"""
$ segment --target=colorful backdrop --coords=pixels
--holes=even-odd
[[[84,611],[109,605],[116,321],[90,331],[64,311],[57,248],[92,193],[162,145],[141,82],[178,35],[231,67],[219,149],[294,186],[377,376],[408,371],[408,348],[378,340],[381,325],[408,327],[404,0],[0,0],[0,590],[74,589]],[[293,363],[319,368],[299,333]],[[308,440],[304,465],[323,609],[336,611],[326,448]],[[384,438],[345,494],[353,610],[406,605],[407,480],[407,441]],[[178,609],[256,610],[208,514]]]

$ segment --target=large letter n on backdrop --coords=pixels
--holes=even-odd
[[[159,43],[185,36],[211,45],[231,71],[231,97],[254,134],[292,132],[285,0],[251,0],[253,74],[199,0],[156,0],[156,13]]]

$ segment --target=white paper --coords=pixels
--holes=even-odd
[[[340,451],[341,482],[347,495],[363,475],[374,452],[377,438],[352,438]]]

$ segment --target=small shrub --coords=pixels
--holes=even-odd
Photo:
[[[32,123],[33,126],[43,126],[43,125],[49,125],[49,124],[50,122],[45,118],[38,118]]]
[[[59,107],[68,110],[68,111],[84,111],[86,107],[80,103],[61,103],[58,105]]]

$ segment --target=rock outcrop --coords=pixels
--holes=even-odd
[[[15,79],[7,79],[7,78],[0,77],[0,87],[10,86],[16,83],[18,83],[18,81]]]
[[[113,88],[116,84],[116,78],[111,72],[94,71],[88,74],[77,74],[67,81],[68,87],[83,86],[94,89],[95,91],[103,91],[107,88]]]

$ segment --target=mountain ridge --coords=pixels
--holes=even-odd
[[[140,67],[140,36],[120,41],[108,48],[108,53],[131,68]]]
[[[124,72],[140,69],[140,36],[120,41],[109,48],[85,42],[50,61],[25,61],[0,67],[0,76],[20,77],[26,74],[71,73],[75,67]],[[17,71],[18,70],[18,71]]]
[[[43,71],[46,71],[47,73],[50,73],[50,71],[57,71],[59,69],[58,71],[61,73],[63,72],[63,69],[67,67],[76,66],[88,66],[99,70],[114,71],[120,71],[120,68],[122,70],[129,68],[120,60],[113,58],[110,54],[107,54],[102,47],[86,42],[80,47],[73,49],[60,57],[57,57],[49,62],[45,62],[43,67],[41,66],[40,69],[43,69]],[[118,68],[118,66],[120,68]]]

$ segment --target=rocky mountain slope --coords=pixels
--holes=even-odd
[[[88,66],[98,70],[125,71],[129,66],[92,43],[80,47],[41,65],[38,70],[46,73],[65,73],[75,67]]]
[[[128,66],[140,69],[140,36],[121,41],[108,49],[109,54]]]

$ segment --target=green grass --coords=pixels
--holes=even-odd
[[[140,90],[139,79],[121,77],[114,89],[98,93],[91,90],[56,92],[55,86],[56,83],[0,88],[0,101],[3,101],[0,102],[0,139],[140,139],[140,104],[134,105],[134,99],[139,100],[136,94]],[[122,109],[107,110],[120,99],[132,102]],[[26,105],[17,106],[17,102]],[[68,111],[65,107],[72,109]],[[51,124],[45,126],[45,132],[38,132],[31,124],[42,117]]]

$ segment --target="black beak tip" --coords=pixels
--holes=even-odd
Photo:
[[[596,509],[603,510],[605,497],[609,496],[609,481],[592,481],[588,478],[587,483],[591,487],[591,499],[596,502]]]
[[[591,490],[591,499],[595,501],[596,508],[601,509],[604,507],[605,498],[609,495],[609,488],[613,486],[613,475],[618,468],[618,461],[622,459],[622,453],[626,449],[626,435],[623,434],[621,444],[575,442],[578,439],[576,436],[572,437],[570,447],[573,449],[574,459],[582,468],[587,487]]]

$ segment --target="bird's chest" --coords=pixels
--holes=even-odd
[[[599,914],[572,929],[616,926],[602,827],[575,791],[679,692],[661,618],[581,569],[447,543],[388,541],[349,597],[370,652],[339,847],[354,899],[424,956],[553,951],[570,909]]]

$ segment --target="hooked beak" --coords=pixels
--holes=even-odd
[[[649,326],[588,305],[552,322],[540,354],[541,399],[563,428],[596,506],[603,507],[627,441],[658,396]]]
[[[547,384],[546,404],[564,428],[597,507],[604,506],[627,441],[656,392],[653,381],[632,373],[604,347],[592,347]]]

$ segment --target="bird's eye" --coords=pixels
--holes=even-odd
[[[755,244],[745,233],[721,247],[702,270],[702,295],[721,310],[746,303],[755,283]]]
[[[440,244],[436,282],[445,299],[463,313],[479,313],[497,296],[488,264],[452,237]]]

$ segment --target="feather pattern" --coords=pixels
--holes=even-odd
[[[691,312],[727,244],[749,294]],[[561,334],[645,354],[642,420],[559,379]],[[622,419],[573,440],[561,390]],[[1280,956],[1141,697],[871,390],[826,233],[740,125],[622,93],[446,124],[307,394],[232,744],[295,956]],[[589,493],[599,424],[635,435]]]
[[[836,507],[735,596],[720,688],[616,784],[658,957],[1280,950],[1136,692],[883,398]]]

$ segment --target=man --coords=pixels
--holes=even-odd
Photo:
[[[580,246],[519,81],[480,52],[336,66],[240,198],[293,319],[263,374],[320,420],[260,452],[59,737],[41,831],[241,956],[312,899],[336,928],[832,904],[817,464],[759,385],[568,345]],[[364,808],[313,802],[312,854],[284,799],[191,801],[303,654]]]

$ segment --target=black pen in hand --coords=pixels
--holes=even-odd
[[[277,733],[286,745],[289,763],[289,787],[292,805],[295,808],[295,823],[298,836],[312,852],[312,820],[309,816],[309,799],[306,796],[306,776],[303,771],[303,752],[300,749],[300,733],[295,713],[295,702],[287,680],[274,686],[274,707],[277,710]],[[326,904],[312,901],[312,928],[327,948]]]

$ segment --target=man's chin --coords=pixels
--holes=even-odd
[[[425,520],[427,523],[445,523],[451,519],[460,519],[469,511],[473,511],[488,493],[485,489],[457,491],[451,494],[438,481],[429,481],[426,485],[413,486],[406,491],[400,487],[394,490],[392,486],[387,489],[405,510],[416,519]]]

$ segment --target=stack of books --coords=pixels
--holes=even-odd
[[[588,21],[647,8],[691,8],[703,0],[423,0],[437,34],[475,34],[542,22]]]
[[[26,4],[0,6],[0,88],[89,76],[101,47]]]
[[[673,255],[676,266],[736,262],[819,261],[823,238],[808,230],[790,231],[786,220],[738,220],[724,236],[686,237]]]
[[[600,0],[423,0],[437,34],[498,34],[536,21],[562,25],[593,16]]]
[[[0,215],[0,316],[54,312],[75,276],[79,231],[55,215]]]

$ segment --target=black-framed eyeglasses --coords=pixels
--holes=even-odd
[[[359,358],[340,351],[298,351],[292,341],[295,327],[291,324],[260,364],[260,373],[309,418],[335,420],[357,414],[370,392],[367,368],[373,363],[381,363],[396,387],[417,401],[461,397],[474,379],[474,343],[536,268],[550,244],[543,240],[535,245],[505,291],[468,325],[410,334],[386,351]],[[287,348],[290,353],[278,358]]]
"""
▸ What this task involves: Indicate the number of lines in the data above that contain the string "backdrop", without any additional text.

▸ Your solution: 2